» Direction
Rewrite all of the material below, substituting "Point labeling" for every occurrence of "Pass-network tagging" and leaving everything else unchanged. Omit the pictures from your answer.

◆ ◆ ◆ ◆ ◆

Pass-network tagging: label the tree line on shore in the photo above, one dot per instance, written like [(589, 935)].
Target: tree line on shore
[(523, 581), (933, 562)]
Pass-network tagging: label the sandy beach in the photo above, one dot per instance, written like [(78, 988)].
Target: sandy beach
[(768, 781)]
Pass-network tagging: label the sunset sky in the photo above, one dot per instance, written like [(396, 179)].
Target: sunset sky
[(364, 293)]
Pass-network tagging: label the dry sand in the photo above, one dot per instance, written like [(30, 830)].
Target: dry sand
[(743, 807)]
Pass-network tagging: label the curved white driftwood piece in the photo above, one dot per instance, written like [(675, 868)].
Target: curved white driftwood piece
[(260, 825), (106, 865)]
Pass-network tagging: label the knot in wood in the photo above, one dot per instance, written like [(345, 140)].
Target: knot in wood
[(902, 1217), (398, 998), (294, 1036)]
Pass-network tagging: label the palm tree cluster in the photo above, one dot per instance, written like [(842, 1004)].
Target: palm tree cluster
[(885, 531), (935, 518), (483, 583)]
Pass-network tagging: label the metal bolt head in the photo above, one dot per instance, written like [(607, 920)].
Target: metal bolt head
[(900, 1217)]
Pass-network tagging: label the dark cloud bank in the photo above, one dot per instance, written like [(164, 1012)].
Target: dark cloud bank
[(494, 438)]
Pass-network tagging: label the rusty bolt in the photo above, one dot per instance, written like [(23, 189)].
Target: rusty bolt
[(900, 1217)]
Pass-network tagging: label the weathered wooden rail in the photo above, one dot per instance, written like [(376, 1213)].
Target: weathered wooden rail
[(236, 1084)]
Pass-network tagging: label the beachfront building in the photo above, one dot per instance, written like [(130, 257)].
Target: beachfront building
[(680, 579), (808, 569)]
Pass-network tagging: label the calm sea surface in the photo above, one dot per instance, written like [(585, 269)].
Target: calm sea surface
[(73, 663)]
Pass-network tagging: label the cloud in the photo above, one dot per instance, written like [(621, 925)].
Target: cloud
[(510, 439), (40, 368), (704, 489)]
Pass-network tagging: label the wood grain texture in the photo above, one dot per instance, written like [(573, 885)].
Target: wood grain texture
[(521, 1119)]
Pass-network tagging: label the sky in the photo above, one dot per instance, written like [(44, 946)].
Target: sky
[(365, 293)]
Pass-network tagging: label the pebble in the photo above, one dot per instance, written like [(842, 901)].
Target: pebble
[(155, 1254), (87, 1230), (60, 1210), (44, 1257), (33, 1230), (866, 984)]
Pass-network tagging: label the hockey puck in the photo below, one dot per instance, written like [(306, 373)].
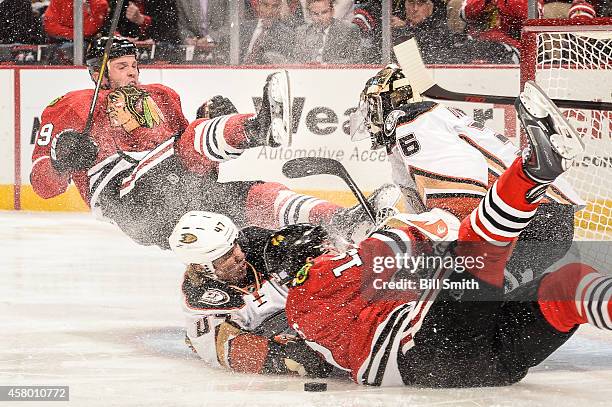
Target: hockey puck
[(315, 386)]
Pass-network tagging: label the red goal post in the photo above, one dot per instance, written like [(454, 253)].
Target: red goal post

◆ ◆ ◆ ◆ ◆

» Task result
Point labeling: label the tree line on shore in the photo above, one dot per instance, written like [(589, 935)].
Target: tree line on shore
[(523, 581), (933, 562)]
Point labeling: label the sandy beach in the photo above, one dot per instance, written like [(78, 988)].
Target: sandy beach
[(768, 781)]
Point labeling: label the sunset sky in the photo above, one dot per instance, written like [(396, 179)].
Target: sunset sky
[(364, 293)]
Point labeling: label the dry sand in the photo above, one dot per instance, written like [(30, 830)].
Target: dry sand
[(743, 807)]
Point labeling: label the curved white driftwood piece in the photo above, one dot per instance, written like [(675, 868)].
Target: curved white driftwood piece
[(260, 825), (106, 865)]
Point labeling: label the knot in wood in the photo above, one dot per instance, written like [(345, 140)].
Target: knot in wood
[(902, 1217), (398, 998), (294, 1036)]
Point labeling: label the palm tree cluster in the photo above, one dot per instance, written like [(842, 1004)].
Target: palm tree cluster
[(885, 531), (935, 518), (483, 583)]
Point labeling: label the metal bolt head in the photo above, one dot per instance, written like [(607, 920)].
Target: metal bolt head
[(900, 1217)]
Point labeling: label the dark cloud bank in the photo above, one dot per instance, written like [(164, 1012)].
Target: dark cloud bank
[(494, 438)]
Point labeling: label the rusty bolt in the photo above, one dot per instance, written like [(23, 189)].
Target: rusty bolt
[(900, 1217)]
Point labeling: label the weathered wooden rail in the photo above, one dot per instance, written like [(376, 1213)].
Target: weathered wooden rail
[(236, 1084)]
Point labeling: label the beachfront building in the photo above, one dot per instance, written like [(130, 257)].
Target: beachfront building
[(680, 579), (808, 569)]
Point labeling: label the calm sea surface in the photo above, one dot per instance, written like [(585, 269)].
Target: calm sea surface
[(73, 663)]
Point labeling: label the cloud in the photo above, one dot per instance, written like [(621, 925)].
Target: cloud
[(510, 439), (40, 368), (704, 489)]
Point labeling: label the wood grain texture in the photo above, one dot per instance, written like [(573, 885)].
Target: wood grain texture
[(521, 1119)]
Point labeling: label the sky in the photo above, one dot per instance, written like [(44, 946)].
Target: sky
[(365, 293)]
Point labeling: label the pebble in the photo above, one dot per instance, written like [(842, 901)].
Target: pebble
[(155, 1254), (87, 1230), (60, 1210), (44, 1257), (33, 1230), (866, 984)]
Point labeling: label the hockey puck in the photo below, one dot per instance, written like [(306, 373)].
Target: hockey puck
[(315, 386)]
Point labeling: label the red goal post in the photo above, one dot per instance, written like [(454, 253)].
Target: red goal post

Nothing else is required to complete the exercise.